▶ **Instructions for the task**: Lines holding the string "after": copy each one from the listing below.

▶ **Data**:
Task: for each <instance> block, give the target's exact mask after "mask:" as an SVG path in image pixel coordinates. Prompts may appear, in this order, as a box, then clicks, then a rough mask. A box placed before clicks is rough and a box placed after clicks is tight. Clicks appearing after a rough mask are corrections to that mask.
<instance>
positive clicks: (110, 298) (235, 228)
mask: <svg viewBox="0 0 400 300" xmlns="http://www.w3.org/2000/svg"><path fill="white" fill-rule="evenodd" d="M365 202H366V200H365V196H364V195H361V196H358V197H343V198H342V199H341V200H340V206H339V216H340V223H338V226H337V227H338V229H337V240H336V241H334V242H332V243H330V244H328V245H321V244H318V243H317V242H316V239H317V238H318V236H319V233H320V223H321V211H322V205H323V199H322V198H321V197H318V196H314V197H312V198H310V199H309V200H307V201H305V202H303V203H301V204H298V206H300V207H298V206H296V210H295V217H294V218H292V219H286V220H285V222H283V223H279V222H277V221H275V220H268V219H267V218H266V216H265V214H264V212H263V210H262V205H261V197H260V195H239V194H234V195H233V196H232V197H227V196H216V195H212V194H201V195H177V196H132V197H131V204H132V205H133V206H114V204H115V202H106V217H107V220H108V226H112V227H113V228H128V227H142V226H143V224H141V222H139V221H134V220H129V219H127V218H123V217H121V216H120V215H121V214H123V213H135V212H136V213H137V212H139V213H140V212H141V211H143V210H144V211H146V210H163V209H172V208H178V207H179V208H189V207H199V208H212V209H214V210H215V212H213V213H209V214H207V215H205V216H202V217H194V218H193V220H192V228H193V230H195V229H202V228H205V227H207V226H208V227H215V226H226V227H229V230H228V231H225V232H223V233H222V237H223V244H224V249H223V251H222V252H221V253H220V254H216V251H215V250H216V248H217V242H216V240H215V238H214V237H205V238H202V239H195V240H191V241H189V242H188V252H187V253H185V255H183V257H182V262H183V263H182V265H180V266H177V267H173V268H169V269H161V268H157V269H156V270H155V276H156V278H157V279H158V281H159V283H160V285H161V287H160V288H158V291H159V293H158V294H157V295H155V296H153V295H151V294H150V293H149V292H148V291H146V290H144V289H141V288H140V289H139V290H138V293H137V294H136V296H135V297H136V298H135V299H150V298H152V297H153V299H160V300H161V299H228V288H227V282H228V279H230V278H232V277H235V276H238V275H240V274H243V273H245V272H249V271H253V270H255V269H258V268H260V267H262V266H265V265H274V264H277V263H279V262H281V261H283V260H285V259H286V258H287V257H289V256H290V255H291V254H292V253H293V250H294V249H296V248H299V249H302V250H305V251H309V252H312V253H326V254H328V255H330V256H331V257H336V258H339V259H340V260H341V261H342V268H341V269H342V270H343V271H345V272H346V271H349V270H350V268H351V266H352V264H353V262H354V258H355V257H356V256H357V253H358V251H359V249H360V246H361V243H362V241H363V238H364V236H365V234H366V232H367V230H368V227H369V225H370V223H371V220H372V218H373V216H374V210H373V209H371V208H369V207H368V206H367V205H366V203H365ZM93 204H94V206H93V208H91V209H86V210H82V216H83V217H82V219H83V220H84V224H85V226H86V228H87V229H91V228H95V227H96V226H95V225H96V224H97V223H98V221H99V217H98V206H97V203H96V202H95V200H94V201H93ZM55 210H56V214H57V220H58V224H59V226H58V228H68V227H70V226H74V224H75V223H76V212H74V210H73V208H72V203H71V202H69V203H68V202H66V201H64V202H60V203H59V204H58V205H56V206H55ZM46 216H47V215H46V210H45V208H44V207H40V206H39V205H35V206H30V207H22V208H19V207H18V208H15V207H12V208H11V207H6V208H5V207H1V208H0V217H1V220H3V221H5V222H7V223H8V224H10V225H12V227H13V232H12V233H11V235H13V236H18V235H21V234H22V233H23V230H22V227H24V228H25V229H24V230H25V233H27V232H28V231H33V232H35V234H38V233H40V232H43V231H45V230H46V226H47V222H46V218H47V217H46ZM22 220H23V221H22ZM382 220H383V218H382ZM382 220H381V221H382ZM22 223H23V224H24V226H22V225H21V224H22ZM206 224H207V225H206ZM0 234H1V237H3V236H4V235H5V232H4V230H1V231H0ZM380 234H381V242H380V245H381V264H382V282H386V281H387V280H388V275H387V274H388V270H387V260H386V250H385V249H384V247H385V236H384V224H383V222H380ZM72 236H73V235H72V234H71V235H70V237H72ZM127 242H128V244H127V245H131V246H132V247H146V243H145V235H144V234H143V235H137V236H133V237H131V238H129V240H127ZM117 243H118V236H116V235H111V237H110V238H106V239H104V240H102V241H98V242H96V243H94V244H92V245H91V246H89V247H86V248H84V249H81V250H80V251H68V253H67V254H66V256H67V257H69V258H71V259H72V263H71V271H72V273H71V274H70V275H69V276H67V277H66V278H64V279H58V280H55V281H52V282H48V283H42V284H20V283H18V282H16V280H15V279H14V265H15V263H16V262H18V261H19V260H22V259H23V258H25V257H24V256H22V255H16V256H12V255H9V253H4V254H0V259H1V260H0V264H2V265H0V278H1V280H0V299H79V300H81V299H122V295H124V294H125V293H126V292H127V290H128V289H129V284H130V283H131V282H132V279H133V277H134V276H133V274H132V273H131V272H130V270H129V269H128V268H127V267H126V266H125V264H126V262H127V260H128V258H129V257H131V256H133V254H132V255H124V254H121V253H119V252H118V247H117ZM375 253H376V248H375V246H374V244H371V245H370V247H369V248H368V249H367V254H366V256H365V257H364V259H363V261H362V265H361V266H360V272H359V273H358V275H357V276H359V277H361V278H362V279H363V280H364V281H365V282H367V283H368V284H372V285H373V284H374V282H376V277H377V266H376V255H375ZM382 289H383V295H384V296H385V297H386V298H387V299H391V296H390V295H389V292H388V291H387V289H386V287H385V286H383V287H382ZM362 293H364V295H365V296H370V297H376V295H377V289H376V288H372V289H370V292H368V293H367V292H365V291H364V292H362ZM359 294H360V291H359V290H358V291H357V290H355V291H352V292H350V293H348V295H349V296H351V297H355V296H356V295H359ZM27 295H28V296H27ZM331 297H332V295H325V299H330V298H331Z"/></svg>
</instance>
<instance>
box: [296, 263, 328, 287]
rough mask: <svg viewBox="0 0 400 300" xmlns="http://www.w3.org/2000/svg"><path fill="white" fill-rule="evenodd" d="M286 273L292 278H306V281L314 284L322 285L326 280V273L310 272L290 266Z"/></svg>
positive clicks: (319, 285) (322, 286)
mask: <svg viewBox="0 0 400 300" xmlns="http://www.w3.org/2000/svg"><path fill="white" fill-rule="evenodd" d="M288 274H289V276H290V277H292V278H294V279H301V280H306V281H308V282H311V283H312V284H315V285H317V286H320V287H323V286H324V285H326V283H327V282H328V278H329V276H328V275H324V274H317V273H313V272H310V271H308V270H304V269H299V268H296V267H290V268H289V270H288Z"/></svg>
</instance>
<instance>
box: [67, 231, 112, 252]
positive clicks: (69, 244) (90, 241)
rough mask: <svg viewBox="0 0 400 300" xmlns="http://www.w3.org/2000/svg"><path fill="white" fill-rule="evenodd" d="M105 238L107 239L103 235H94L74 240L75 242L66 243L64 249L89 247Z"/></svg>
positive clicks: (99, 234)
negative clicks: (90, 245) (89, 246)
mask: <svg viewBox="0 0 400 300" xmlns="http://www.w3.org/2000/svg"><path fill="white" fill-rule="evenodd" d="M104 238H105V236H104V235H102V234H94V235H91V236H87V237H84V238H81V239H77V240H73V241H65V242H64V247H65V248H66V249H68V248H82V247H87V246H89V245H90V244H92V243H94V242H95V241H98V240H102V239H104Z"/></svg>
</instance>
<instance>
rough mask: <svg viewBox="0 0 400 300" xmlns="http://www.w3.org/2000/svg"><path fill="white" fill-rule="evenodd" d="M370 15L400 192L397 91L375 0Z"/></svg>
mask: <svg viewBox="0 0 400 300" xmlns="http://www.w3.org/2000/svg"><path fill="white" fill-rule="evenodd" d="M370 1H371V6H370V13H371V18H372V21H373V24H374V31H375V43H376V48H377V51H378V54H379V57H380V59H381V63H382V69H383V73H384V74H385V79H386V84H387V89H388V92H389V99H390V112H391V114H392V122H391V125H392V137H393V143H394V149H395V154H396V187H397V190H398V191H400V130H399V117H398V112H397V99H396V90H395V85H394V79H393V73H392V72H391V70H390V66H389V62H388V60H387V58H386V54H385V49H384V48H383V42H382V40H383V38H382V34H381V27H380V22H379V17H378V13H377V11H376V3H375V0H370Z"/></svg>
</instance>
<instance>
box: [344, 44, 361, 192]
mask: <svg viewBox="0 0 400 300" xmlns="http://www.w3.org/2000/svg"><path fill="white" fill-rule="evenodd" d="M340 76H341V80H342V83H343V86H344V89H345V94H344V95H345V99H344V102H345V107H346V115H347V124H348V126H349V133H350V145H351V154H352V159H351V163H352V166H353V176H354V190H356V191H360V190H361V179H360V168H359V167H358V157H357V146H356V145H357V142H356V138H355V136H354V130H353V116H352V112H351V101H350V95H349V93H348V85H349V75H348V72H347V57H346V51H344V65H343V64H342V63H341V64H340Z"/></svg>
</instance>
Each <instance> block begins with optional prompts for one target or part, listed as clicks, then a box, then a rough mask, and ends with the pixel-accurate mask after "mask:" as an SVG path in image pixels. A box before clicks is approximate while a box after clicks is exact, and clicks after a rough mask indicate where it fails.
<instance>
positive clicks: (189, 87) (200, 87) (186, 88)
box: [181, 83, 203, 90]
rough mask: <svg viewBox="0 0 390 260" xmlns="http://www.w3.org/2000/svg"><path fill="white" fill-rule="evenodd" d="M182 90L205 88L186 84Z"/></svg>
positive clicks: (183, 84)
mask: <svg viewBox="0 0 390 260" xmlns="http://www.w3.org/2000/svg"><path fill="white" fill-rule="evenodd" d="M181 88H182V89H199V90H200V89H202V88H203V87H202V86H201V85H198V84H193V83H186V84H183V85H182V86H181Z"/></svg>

▶ **Written solution**:
Task: for each <instance> block, give the target's exact mask after "mask:" as an SVG path in image pixel coordinates. Prompts may appear, in this order, as a box, then clicks, then a rough mask. A box placed before clicks is rough and a box placed after clicks is tight. Clicks appearing after a rough mask are corrections to that mask.
Each <instance> block begins with optional prompts for one target or part, listed as clicks, then a box, then a rough mask, and ends with the pixel-accurate mask after "mask:" as an SVG path in image pixels. A box before clicks is approximate while a box after clicks is exact, and clicks after a rough mask indicate where it fails.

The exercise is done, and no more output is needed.